Work instruction
Below are some records; output exactly the lines from the line with "Could you point to the antelope ear" to the line with "Could you point to the antelope in", both ends kept, and nothing more.

Provided entries
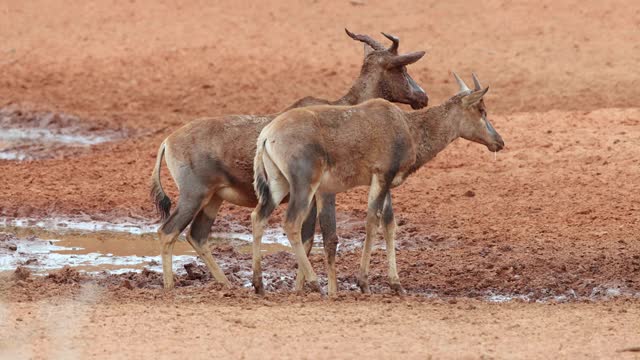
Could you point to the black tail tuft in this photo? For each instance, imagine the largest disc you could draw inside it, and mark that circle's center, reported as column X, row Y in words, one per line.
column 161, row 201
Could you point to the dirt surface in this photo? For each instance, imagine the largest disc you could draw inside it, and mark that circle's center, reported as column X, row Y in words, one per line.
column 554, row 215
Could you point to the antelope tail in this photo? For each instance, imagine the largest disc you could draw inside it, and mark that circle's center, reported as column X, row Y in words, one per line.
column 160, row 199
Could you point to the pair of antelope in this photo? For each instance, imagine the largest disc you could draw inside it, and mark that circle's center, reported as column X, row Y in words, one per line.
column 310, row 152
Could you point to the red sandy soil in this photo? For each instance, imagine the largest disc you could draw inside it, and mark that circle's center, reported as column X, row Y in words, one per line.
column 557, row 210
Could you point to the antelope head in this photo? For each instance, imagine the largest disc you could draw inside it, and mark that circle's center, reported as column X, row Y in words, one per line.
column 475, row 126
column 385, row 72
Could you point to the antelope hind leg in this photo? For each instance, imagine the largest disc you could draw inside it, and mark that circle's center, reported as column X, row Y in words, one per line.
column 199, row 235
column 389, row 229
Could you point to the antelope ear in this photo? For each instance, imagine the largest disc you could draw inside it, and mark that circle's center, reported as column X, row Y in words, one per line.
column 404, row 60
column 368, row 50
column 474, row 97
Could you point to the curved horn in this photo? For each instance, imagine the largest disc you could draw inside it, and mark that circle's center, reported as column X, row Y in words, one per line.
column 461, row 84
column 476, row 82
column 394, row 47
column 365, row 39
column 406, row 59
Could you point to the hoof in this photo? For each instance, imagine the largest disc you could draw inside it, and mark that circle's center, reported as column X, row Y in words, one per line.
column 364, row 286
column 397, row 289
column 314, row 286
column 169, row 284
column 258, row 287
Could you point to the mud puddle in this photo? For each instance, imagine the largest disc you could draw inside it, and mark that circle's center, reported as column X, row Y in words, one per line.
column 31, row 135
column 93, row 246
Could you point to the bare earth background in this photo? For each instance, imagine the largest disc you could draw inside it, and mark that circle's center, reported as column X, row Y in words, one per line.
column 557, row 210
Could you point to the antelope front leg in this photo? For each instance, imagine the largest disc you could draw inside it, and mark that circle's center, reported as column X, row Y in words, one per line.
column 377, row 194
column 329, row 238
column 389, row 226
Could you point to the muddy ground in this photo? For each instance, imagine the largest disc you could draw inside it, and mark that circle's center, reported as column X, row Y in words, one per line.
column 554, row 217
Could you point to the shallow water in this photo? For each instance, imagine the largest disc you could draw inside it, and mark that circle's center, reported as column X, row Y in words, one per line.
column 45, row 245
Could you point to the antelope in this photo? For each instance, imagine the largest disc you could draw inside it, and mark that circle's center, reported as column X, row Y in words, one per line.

---

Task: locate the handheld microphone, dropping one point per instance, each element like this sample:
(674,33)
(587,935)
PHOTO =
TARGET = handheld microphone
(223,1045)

Response
Could you point to the antelope ear in this photo? For each instance, imagine the largest disc you could draw inside it, and mark that circle's center, reported as column X, row Y in words, one per line.
column 404, row 60
column 368, row 50
column 474, row 97
Could you point to the curved horn in this photo? For each instance, imagine the largest disc you could draw inside it, and mark that circle's center, reported as column X, row Y in words, one per line.
column 461, row 84
column 476, row 82
column 394, row 47
column 365, row 39
column 406, row 59
Could you point to the hoof in this photo? For each instance, imagine the largest disc you could draw inside it, and mark that circle's center, reported as column X, row Y in words, one per line.
column 364, row 286
column 397, row 289
column 314, row 286
column 169, row 284
column 258, row 287
Could you point to the mud puddle in this photo? For each instance, imagine the largest disc you could draw inside it, and mark that circle's center, reported as column X, row Y in words, one per line.
column 31, row 135
column 93, row 246
Could you point to the bare earth background in this photo? For each instance, imagine the largest disc you could draw inside it, and mark that circle's center, reported as column X, row Y in words, one per line.
column 557, row 210
Could you point to the antelope front leg in this photo? For each instance, imagine the largest disc you could draw inside it, and mark that circle's center, reported as column X, row Y in words, one per line.
column 377, row 194
column 329, row 238
column 389, row 226
Could you point to the muddy ground in this photo? For each instance, imagine the largest disc you could draw inside it, and mark that circle's center, reported as column X, row Y in words, one per line.
column 554, row 217
Could you point to the shallow water in this photo? For each instance, imagine the largest disc you could draw inside it, and mark that circle's center, reported as column X, row Y in words, one per line.
column 45, row 245
Could you point to the antelope in this photo? For each instance, imagine the largest disc you could draw inside it, and mark that circle's center, reported as column X, row Y in words, one per line.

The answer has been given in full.